# [OBJECTIVE]
Rewrite the following lines as a numbered list, omitting any blank lines.

# [DATASET ROWS]
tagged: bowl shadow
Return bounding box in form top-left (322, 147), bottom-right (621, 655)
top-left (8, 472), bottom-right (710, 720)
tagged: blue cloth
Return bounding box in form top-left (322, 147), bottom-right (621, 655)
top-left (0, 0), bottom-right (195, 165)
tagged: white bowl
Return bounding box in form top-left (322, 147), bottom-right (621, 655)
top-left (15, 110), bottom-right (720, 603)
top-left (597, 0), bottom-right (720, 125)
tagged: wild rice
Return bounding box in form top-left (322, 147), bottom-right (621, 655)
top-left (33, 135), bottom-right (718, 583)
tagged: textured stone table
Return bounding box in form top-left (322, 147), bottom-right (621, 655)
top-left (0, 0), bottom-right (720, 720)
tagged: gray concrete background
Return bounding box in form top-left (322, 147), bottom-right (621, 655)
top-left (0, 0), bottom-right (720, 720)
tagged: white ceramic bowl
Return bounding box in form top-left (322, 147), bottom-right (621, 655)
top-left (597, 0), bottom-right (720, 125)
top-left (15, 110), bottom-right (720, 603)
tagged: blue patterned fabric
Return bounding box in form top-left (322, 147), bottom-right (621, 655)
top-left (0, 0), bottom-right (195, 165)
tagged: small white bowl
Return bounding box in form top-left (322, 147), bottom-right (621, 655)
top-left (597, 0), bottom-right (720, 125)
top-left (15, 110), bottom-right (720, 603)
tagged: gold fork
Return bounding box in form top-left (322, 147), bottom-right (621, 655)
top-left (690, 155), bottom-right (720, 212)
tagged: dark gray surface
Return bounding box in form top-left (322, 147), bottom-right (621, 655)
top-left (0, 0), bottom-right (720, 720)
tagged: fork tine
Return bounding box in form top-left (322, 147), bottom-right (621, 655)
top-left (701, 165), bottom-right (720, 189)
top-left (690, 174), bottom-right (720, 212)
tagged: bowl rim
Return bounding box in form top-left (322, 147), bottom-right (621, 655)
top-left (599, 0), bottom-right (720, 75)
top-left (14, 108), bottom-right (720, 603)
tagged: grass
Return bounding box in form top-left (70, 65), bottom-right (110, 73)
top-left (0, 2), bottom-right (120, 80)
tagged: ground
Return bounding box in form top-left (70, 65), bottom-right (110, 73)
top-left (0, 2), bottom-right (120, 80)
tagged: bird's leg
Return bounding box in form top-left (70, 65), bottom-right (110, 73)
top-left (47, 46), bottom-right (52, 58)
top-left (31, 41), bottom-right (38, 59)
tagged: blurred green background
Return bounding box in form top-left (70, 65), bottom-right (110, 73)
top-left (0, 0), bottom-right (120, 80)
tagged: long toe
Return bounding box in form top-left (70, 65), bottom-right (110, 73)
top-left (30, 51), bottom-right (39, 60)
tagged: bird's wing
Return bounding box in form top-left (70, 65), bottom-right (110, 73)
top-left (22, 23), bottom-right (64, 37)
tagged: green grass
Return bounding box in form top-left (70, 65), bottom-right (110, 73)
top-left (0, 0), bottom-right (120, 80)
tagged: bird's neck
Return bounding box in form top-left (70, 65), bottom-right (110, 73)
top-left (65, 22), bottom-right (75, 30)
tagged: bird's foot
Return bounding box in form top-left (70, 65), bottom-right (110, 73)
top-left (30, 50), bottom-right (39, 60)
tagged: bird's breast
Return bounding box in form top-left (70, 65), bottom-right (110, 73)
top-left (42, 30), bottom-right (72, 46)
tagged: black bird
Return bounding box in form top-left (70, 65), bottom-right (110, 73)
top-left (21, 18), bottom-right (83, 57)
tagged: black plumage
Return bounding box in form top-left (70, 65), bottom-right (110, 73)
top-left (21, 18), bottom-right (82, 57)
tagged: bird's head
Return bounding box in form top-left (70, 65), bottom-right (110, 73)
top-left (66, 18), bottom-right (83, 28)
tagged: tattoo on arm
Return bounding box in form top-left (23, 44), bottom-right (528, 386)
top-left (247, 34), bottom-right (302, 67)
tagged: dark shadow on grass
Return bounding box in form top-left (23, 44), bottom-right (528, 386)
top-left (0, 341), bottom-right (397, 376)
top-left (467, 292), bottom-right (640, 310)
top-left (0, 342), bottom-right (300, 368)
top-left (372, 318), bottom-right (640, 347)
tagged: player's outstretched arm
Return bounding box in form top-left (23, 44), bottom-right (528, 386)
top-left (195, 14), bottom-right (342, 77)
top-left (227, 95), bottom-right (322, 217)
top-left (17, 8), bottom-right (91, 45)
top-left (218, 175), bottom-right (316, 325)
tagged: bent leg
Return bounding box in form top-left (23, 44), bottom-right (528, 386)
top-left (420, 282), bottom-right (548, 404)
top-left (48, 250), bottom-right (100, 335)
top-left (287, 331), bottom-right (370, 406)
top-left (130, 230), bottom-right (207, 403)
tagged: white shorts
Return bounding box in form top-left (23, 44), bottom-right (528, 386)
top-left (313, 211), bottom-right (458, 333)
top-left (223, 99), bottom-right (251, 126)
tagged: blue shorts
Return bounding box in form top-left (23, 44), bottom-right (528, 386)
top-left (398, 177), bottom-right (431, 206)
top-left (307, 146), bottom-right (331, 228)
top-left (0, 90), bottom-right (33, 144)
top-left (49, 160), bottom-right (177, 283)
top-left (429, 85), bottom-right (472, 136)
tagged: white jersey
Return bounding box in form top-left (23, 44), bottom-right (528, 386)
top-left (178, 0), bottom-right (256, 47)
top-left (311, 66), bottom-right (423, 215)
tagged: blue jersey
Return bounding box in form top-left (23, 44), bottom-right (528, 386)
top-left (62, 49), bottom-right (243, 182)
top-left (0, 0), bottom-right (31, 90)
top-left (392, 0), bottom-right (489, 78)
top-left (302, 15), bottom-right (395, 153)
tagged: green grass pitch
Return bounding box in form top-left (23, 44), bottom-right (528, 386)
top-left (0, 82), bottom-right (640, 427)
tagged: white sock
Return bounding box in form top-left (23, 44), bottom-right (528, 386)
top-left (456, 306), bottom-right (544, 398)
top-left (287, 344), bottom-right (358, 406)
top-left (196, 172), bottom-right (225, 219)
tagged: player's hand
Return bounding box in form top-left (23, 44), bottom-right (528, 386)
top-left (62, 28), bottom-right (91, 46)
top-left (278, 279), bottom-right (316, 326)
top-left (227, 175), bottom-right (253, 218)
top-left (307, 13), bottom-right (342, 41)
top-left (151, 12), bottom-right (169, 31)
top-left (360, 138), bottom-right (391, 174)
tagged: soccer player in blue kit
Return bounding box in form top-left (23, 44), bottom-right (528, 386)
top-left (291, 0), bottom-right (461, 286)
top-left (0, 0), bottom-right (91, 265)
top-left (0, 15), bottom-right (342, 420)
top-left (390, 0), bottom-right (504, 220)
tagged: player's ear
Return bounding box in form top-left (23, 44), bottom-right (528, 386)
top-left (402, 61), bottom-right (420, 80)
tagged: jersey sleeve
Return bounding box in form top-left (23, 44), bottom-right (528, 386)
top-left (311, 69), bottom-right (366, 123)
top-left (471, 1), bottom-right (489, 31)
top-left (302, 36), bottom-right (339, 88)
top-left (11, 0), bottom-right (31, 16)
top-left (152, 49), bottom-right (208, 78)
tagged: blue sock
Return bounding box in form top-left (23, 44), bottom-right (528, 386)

# [REPLY TO THE TASK]
1. tagged: bowl shadow
2. Return bounding box in form top-left (322, 147), bottom-right (621, 655)
3. top-left (8, 472), bottom-right (710, 720)
4. tagged: blue cloth
5. Return bounding box in form top-left (322, 147), bottom-right (621, 655)
6. top-left (0, 0), bottom-right (195, 165)
7. tagged: white bowl
8. Return bounding box in form top-left (322, 147), bottom-right (621, 655)
9. top-left (15, 110), bottom-right (720, 603)
10. top-left (597, 0), bottom-right (720, 125)
11. tagged: wild rice
12. Return bounding box in form top-left (322, 147), bottom-right (621, 655)
13. top-left (33, 135), bottom-right (718, 583)
14. tagged: textured stone table
15. Return bounding box in form top-left (322, 147), bottom-right (621, 655)
16. top-left (0, 0), bottom-right (720, 720)
17. tagged: gray concrete background
18. Return bounding box in form top-left (322, 147), bottom-right (621, 655)
19. top-left (0, 0), bottom-right (720, 720)
20. tagged: white ceramic bowl
21. Return bounding box in form top-left (322, 147), bottom-right (621, 655)
22. top-left (597, 0), bottom-right (720, 125)
23. top-left (15, 110), bottom-right (720, 603)
24. tagged: blue patterned fabric
25. Return bounding box in form top-left (322, 147), bottom-right (621, 655)
26. top-left (0, 0), bottom-right (195, 165)
27. tagged: small white bowl
28. Return bounding box in form top-left (322, 147), bottom-right (621, 655)
29. top-left (597, 0), bottom-right (720, 125)
30. top-left (15, 110), bottom-right (720, 603)
31. tagged: gold fork
32. Return bounding box in form top-left (322, 147), bottom-right (621, 655)
33. top-left (690, 155), bottom-right (720, 212)
34. tagged: dark gray surface
35. Return bounding box in form top-left (322, 147), bottom-right (621, 655)
36. top-left (0, 0), bottom-right (720, 720)
37. tagged: fork tine
38. Return bounding box in form top-left (322, 147), bottom-right (621, 655)
39. top-left (701, 165), bottom-right (720, 189)
40. top-left (690, 174), bottom-right (720, 212)
41. tagged: bowl rim
42. Return bounding box in form top-left (322, 147), bottom-right (621, 655)
43. top-left (599, 0), bottom-right (720, 75)
44. top-left (14, 108), bottom-right (720, 603)
45. tagged: grass
46. Return bounding box in form top-left (70, 65), bottom-right (110, 73)
47. top-left (0, 2), bottom-right (120, 80)
48. tagged: ground
49. Return bounding box in form top-left (70, 65), bottom-right (110, 73)
50. top-left (0, 2), bottom-right (120, 80)
51. tagged: bird's leg
52. Return bounding box in form top-left (70, 65), bottom-right (110, 73)
53. top-left (47, 46), bottom-right (52, 58)
54. top-left (31, 41), bottom-right (38, 59)
55. tagged: blurred green background
56. Return bounding box in form top-left (70, 65), bottom-right (110, 73)
57. top-left (0, 0), bottom-right (120, 80)
58. tagged: long toe
59. Return bounding box in form top-left (70, 65), bottom-right (110, 73)
60. top-left (30, 51), bottom-right (39, 60)
61. tagged: bird's wing
62. Return bounding box in form top-left (70, 65), bottom-right (110, 73)
63. top-left (22, 23), bottom-right (64, 37)
64. tagged: green grass
65. Return bounding box in form top-left (70, 65), bottom-right (110, 73)
66. top-left (0, 0), bottom-right (120, 80)
67. tagged: bird's neck
68. Return bounding box in form top-left (70, 65), bottom-right (110, 73)
69. top-left (65, 22), bottom-right (75, 30)
70. tagged: bird's foot
71. Return bounding box in form top-left (70, 65), bottom-right (110, 73)
72. top-left (30, 50), bottom-right (39, 60)
73. tagged: bird's breast
74. Return bounding box in form top-left (70, 65), bottom-right (110, 73)
75. top-left (42, 30), bottom-right (72, 46)
76. tagged: black bird
77. Return bounding box in form top-left (70, 65), bottom-right (110, 73)
78. top-left (21, 18), bottom-right (83, 57)
79. tagged: black plumage
80. Return bounding box in form top-left (70, 65), bottom-right (110, 73)
81. top-left (21, 18), bottom-right (82, 57)
82. tagged: bird's head
83. Return bounding box in form top-left (70, 65), bottom-right (110, 73)
84. top-left (66, 18), bottom-right (83, 28)
85. tagged: tattoo on arm
86. Return bounding box in form top-left (23, 44), bottom-right (528, 386)
87. top-left (247, 34), bottom-right (302, 67)
88. tagged: dark shadow on grass
89. Return bounding box in form top-left (23, 44), bottom-right (528, 386)
90. top-left (0, 341), bottom-right (397, 376)
91. top-left (467, 292), bottom-right (640, 310)
92. top-left (0, 342), bottom-right (300, 368)
93. top-left (372, 318), bottom-right (640, 347)
94. tagged: player's outstretched arm
95. Return bounding box in form top-left (23, 44), bottom-right (528, 386)
96. top-left (195, 14), bottom-right (342, 77)
97. top-left (227, 95), bottom-right (322, 217)
98. top-left (17, 8), bottom-right (91, 45)
99. top-left (218, 175), bottom-right (316, 325)
100. tagged: bent leg
101. Return bounding box in form top-left (23, 44), bottom-right (528, 386)
102. top-left (420, 282), bottom-right (548, 404)
103. top-left (48, 250), bottom-right (100, 335)
104. top-left (287, 331), bottom-right (370, 406)
105. top-left (130, 230), bottom-right (207, 403)
106. tagged: white shorts
107. Return bounding box in form top-left (23, 44), bottom-right (528, 386)
108. top-left (313, 211), bottom-right (458, 333)
109. top-left (223, 99), bottom-right (251, 126)
110. tagged: blue shorts
111. Return bounding box in form top-left (23, 44), bottom-right (528, 386)
112. top-left (398, 177), bottom-right (431, 206)
113. top-left (307, 146), bottom-right (331, 228)
114. top-left (0, 90), bottom-right (33, 144)
115. top-left (49, 160), bottom-right (177, 283)
116. top-left (429, 85), bottom-right (472, 136)
117. tagged: white jersey
118. Return bounding box in form top-left (23, 44), bottom-right (528, 386)
119. top-left (178, 0), bottom-right (256, 47)
120. top-left (311, 66), bottom-right (423, 215)
121. tagged: blue jersey
122. Return bounding box in form top-left (23, 44), bottom-right (528, 386)
123. top-left (62, 49), bottom-right (243, 182)
124. top-left (0, 0), bottom-right (31, 90)
125. top-left (392, 0), bottom-right (489, 78)
126. top-left (302, 15), bottom-right (395, 153)
127. tagged: green grass pitch
128. Return bounding box in form top-left (23, 44), bottom-right (528, 386)
129. top-left (0, 82), bottom-right (640, 427)
130. tagged: white sock
131. Return bounding box in form top-left (23, 44), bottom-right (528, 386)
132. top-left (456, 306), bottom-right (544, 398)
133. top-left (287, 344), bottom-right (358, 406)
134. top-left (196, 172), bottom-right (225, 219)
135. tagged: player's hand
136. Return bounding box in form top-left (23, 44), bottom-right (528, 386)
137. top-left (62, 28), bottom-right (91, 46)
138. top-left (278, 279), bottom-right (316, 326)
139. top-left (227, 175), bottom-right (253, 218)
140. top-left (307, 13), bottom-right (342, 41)
141. top-left (151, 12), bottom-right (169, 31)
142. top-left (360, 138), bottom-right (391, 174)
143. tagged: soccer player in blue kit
144. Return bounding box in form top-left (23, 44), bottom-right (528, 386)
145. top-left (291, 0), bottom-right (461, 286)
146. top-left (0, 0), bottom-right (91, 265)
147. top-left (0, 15), bottom-right (342, 420)
148. top-left (390, 0), bottom-right (504, 220)
149. tagged: player's ear
150. Return bounding box in form top-left (23, 44), bottom-right (528, 386)
151. top-left (402, 61), bottom-right (420, 80)
152. tagged: jersey sleeve
153. Return bounding box in form top-left (23, 44), bottom-right (528, 386)
154. top-left (311, 69), bottom-right (366, 123)
155. top-left (471, 1), bottom-right (489, 31)
156. top-left (302, 36), bottom-right (339, 88)
157. top-left (11, 0), bottom-right (31, 16)
158. top-left (152, 49), bottom-right (208, 78)
159. tagged: blue sock
160. Return bounding box in form top-left (23, 44), bottom-right (528, 386)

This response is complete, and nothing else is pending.